• [What this task involves]: Write out, precisely and in full, each line of the material.

[Lines of data]
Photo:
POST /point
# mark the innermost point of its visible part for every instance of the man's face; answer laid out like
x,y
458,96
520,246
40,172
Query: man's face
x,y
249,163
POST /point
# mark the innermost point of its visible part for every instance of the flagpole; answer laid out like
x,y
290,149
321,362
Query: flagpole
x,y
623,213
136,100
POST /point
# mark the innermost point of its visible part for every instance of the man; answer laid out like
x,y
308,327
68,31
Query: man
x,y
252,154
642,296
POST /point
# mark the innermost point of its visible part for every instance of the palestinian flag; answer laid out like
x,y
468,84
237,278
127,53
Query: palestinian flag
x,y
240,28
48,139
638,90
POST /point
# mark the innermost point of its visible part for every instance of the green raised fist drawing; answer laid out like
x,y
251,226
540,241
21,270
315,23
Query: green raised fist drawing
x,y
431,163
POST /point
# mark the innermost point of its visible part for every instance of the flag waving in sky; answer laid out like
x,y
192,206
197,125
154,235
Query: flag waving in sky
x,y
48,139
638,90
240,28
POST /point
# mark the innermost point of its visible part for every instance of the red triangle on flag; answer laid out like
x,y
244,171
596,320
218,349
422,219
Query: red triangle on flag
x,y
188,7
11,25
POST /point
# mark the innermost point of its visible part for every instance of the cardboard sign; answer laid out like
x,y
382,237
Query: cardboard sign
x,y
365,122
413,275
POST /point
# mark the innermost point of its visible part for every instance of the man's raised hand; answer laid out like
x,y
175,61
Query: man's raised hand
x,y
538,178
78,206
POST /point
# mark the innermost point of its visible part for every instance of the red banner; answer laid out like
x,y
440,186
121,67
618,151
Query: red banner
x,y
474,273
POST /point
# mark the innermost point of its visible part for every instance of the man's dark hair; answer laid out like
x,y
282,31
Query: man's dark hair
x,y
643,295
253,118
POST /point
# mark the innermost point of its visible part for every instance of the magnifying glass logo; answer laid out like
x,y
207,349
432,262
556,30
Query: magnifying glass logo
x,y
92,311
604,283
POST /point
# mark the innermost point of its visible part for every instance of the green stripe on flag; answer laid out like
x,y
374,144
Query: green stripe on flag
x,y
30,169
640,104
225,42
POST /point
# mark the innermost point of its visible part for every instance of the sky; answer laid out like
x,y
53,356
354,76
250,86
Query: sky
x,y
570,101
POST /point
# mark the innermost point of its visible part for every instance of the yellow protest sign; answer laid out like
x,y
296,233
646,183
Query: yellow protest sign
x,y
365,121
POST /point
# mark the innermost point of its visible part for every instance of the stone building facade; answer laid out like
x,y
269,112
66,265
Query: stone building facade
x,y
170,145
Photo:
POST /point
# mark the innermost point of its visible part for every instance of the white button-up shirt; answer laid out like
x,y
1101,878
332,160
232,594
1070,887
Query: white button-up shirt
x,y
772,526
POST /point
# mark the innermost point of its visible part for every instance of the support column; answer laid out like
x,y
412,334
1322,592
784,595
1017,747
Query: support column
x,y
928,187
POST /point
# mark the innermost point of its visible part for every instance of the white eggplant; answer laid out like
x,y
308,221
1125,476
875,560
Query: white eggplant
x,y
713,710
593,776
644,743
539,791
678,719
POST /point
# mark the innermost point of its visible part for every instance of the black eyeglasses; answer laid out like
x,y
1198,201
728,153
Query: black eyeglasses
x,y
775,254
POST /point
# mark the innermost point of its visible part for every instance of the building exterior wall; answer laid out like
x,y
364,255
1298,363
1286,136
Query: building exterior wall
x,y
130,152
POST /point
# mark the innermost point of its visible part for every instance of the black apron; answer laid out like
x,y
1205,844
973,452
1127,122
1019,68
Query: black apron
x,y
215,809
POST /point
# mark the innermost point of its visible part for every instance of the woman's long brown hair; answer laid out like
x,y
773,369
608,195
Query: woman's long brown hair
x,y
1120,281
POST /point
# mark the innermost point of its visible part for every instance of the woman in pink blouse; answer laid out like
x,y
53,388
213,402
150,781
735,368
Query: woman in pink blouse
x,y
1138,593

• [Output for this task]:
Photo:
POST /point
# mark the innermost point of its visible part for every instance of the man's face; answer laid out like
x,y
458,96
520,246
40,172
Query: man's face
x,y
249,163
POST /point
# mark the innermost point of its visible part for every instance of the flagpole; answer laid out like
x,y
290,149
321,362
Query: flagpole
x,y
623,213
136,100
POST /point
# mark the innermost point of its visible part for every instance of the man; answer laid out like
x,y
308,327
68,31
Query: man
x,y
252,154
642,296
POST /point
# mark the innermost point of its visible part for every instance of the palestinian flag; answer laid out like
x,y
468,84
237,278
127,53
Query: palestinian flag
x,y
240,28
48,139
638,90
POST /point
# mark the innermost point of its visible part for every instance of the green raised fist drawing; answer laid out like
x,y
251,226
540,241
21,270
315,23
Query: green raised fist drawing
x,y
431,163
POST /point
# mark the innermost point of its visible part for every instance of the flag waving in sky; answer laid out like
x,y
192,206
197,125
154,235
Query: flag waving in sky
x,y
48,139
638,90
240,28
POST /point
# mark the innermost point of its visible part for every instance of the red triangle on flag; answer laid out like
x,y
244,171
596,320
218,349
422,219
Query: red triangle on flag
x,y
188,7
11,25
POST /point
# mark the innermost point of its visible part for every instance of the cardboard sign; answer laid out like
x,y
382,237
Query: cardboard sign
x,y
365,122
413,275
POST /point
# mark the innermost point of its visible part for every instance of the man's raised hand; answer laid out like
x,y
175,61
Query: man's raised hand
x,y
538,178
78,206
POST /point
# mark the innermost point of its visible part for every instance of the red banner; answer laid out like
x,y
440,186
121,67
618,151
Query: red banner
x,y
474,273
POST /point
# mark the innermost point of its visible part for every instance of the man's dark hair; answer laid out like
x,y
282,31
Query: man's dark hair
x,y
643,295
253,118
POST /point
# mark the innermost point of its visible part for every instance of the magnifying glass logo; answer laid out like
x,y
207,349
432,262
556,30
Query: magnifying glass logo
x,y
92,311
604,283
POST /point
# mark the innermost point of its visible part for every instance of the green stripe on flag; answer laid out like
x,y
374,144
Query: green stripe on flag
x,y
30,169
640,104
225,42
POST /point
# mark the innermost point of its visible part for every instance of the sky; answer laid out like
x,y
53,356
354,76
250,86
Query: sky
x,y
570,101
POST /point
# mark the innermost point of its visible part for every instance of the yellow protest sign; answer laid out like
x,y
296,233
646,183
Query: yellow protest sign
x,y
365,121
POST /point
# mark the innermost point of its visible part for every instance of the stone building facade; answer laid out like
x,y
269,112
66,265
Query: stone building facade
x,y
170,145
Photo:
POST /point
# mark the innermost point of its visible part for every instance of the white button-up shirt; answer laid out like
x,y
1101,878
332,160
232,594
1070,887
Query: white button-up shirt
x,y
772,526
POST /point
# mark the innermost point of its visible part for every instance of the support column; answer laid out like
x,y
412,334
1322,592
784,595
1017,747
Query: support column
x,y
928,187
POST /point
# mark the innermost point of its visible part for every instance of the white eggplant; answer laid out like
x,y
308,221
1125,476
875,560
Query: white eggplant
x,y
713,710
593,776
644,743
539,791
678,719
POST /point
# mark the innermost point of its visible part for every instance of the black eyeglasses; answer laid out like
x,y
1198,201
728,153
Query: black eyeglasses
x,y
775,254
POST /point
# mark the innermost point of its visible part for every instance of the building exterior wall; answer laid out like
x,y
364,255
1298,363
1286,136
Query: building exterior wall
x,y
130,152
POST /point
# mark the innermost point of its visible part for every instance of the black apron; answer laid out like
x,y
1205,844
973,452
1127,122
1019,68
Query: black apron
x,y
215,809
POST /point
# mark the innermost point of its visible part for every instance of the woman's long brown hair; answer laid out like
x,y
773,369
608,195
Query: woman's long brown hair
x,y
1120,281
POST /point
# mark the innermost point of its visible part for every instance of the woman in pink blouse; answer laid out like
x,y
53,388
213,402
150,781
735,368
Query: woman in pink blouse
x,y
1138,593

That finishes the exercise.